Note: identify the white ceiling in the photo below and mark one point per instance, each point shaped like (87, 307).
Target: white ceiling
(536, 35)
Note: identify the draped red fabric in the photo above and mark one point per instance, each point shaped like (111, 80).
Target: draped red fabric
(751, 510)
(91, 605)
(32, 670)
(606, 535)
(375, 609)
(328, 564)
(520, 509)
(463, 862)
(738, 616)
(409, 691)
▬▬▬▬▬▬▬▬▬▬
▶ **Your task**:
Only a number is wanted here: how many lines of the material contain the string "mark".

▶ **Your solution**:
2